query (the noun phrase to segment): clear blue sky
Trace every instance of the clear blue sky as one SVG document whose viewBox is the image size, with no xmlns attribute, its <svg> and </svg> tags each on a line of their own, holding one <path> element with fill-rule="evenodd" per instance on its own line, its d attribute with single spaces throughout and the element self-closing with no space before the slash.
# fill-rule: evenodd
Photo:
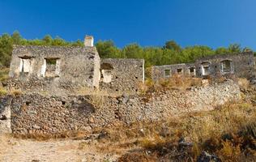
<svg viewBox="0 0 256 162">
<path fill-rule="evenodd" d="M 239 43 L 256 49 L 255 0 L 0 0 L 0 34 L 26 39 L 46 34 L 66 40 L 113 40 L 211 48 Z"/>
</svg>

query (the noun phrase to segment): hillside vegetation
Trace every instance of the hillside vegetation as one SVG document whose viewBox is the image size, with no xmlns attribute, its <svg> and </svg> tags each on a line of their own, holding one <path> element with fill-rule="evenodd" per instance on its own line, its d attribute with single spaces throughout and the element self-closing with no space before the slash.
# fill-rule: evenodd
<svg viewBox="0 0 256 162">
<path fill-rule="evenodd" d="M 83 42 L 77 40 L 69 42 L 59 36 L 52 38 L 46 35 L 42 39 L 26 40 L 18 32 L 12 35 L 2 34 L 0 36 L 0 67 L 8 67 L 13 45 L 53 45 L 53 46 L 83 46 Z M 142 47 L 137 43 L 118 48 L 113 40 L 99 40 L 96 46 L 100 58 L 143 58 L 146 67 L 154 65 L 168 65 L 181 62 L 191 62 L 196 58 L 212 54 L 237 53 L 245 49 L 237 44 L 228 48 L 220 47 L 216 49 L 205 45 L 181 47 L 174 40 L 168 40 L 162 47 Z"/>
</svg>

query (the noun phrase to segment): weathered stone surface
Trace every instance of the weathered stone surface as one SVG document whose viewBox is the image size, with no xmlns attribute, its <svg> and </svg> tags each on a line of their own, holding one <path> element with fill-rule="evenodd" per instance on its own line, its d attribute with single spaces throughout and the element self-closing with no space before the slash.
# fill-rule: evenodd
<svg viewBox="0 0 256 162">
<path fill-rule="evenodd" d="M 58 134 L 164 120 L 190 112 L 210 110 L 240 98 L 239 87 L 231 80 L 197 89 L 154 93 L 147 101 L 145 96 L 139 95 L 105 96 L 100 108 L 89 103 L 89 96 L 68 96 L 65 102 L 62 97 L 39 94 L 6 96 L 1 100 L 12 99 L 10 108 L 13 133 Z"/>
<path fill-rule="evenodd" d="M 211 77 L 215 79 L 224 75 L 253 79 L 256 75 L 254 59 L 253 52 L 245 52 L 237 54 L 219 54 L 204 57 L 197 59 L 194 63 L 154 66 L 151 71 L 152 79 L 156 81 L 169 78 L 173 74 L 179 74 L 199 78 Z M 223 70 L 224 66 L 222 62 L 225 61 L 229 62 L 226 66 L 228 71 Z M 206 70 L 203 70 L 203 63 L 208 63 L 207 74 L 204 74 Z"/>
<path fill-rule="evenodd" d="M 26 91 L 56 95 L 68 89 L 66 87 L 97 87 L 100 62 L 96 47 L 15 45 L 10 66 L 10 84 Z"/>
<path fill-rule="evenodd" d="M 143 59 L 101 59 L 100 70 L 109 69 L 111 82 L 105 83 L 104 76 L 100 79 L 100 88 L 108 92 L 136 92 L 140 83 L 144 82 L 144 60 Z M 105 67 L 104 65 L 109 65 Z M 108 68 L 109 67 L 109 68 Z M 109 68 L 110 67 L 110 68 Z"/>
<path fill-rule="evenodd" d="M 0 98 L 0 134 L 11 133 L 11 97 Z"/>
</svg>

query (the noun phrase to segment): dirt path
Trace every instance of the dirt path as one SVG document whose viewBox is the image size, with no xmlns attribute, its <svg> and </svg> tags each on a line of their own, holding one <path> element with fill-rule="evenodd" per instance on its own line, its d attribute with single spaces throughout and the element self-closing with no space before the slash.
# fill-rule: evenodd
<svg viewBox="0 0 256 162">
<path fill-rule="evenodd" d="M 83 140 L 33 141 L 11 139 L 5 151 L 0 154 L 1 162 L 93 162 L 115 161 L 117 156 L 96 151 L 92 145 L 83 145 Z M 116 156 L 116 157 L 114 157 Z"/>
</svg>

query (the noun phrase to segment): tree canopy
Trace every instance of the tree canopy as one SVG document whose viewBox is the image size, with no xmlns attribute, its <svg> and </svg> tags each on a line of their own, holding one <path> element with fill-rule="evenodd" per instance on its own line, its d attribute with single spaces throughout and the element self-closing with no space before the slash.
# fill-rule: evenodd
<svg viewBox="0 0 256 162">
<path fill-rule="evenodd" d="M 19 32 L 12 35 L 0 36 L 0 67 L 8 67 L 11 62 L 13 45 L 83 46 L 80 40 L 69 42 L 59 36 L 53 38 L 46 35 L 42 39 L 26 40 Z M 205 45 L 194 45 L 181 48 L 175 40 L 167 40 L 163 47 L 142 47 L 137 43 L 118 48 L 111 40 L 99 40 L 96 44 L 100 58 L 143 58 L 146 67 L 154 65 L 168 65 L 181 62 L 193 62 L 195 59 L 212 54 L 237 53 L 250 48 L 241 48 L 238 44 L 232 44 L 228 48 L 213 49 Z M 255 53 L 254 53 L 255 54 Z"/>
</svg>

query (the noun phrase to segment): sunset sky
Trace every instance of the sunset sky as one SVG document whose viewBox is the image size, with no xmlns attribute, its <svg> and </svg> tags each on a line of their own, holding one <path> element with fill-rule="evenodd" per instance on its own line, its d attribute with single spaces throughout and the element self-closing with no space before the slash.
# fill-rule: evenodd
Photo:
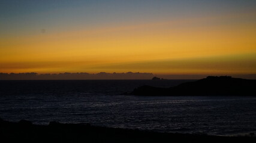
<svg viewBox="0 0 256 143">
<path fill-rule="evenodd" d="M 256 1 L 0 1 L 0 72 L 256 74 Z"/>
</svg>

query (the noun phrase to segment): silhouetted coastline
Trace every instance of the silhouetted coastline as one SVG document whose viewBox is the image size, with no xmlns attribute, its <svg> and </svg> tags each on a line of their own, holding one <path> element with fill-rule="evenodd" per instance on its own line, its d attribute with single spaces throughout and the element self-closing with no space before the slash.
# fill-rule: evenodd
<svg viewBox="0 0 256 143">
<path fill-rule="evenodd" d="M 14 123 L 0 119 L 1 141 L 4 142 L 255 142 L 256 138 L 249 135 L 160 133 L 56 122 L 38 125 L 24 120 Z"/>
<path fill-rule="evenodd" d="M 135 95 L 256 96 L 256 80 L 231 76 L 208 76 L 169 88 L 144 85 L 134 89 Z"/>
</svg>

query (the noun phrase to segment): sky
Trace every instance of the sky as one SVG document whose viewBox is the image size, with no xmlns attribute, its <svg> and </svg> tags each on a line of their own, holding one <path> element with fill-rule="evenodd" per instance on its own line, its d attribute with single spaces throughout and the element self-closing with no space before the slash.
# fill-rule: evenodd
<svg viewBox="0 0 256 143">
<path fill-rule="evenodd" d="M 0 72 L 256 74 L 256 1 L 0 1 Z"/>
</svg>

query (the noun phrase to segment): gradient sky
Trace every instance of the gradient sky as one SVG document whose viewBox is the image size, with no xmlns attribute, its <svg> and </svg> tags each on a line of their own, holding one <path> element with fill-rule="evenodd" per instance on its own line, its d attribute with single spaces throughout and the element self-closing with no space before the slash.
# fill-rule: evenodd
<svg viewBox="0 0 256 143">
<path fill-rule="evenodd" d="M 0 72 L 255 74 L 256 1 L 0 1 Z"/>
</svg>

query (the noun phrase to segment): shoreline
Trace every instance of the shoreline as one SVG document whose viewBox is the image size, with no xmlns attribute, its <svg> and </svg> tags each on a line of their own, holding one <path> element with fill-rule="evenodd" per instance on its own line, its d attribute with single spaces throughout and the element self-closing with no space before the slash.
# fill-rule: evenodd
<svg viewBox="0 0 256 143">
<path fill-rule="evenodd" d="M 4 142 L 256 142 L 255 136 L 226 136 L 100 127 L 89 124 L 33 125 L 22 120 L 0 119 L 0 136 Z"/>
</svg>

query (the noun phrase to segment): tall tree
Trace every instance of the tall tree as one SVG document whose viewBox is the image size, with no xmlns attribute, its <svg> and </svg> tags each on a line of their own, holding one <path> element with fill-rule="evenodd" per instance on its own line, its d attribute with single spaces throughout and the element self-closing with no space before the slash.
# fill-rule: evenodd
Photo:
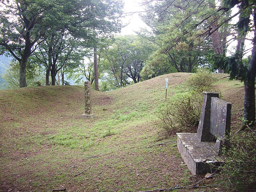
------------------------
→ TASK
Please write out the listing word for word, starting at the line that contains "query (the noun phrase to segment): shoreline" and ending at the end of the listing, with both ends included. Leave the pictures out.

→ THE SOLUTION
query (the noun phrase to segment): shoreline
Trace every instance of the shoreline as one SVG document whose viewBox is the image size, with no xmlns attribute, its <svg> and </svg> tags each on a line of their own, holding one <path> element with fill-rule="evenodd" per instance on its own line, its d attribute with single spaces throughout and the element self-closing with no space before the slash.
# fill-rule: evenodd
<svg viewBox="0 0 256 143">
<path fill-rule="evenodd" d="M 4 142 L 256 142 L 255 136 L 226 136 L 100 127 L 89 124 L 33 125 L 22 120 L 0 119 L 0 136 Z"/>
</svg>

query (the noun phrase to segment): tall tree
Trace every instance of the tall tree as one SVG document whose viewBox is the image size, with no xmlns attribute, its <svg> and </svg> tags each on a line of their own, holding one <path> element with fill-rule="evenodd" per instance on its own line, its d attribute with single spaces throughout and the element self-closing with no space before the slash.
# fill-rule: evenodd
Photo:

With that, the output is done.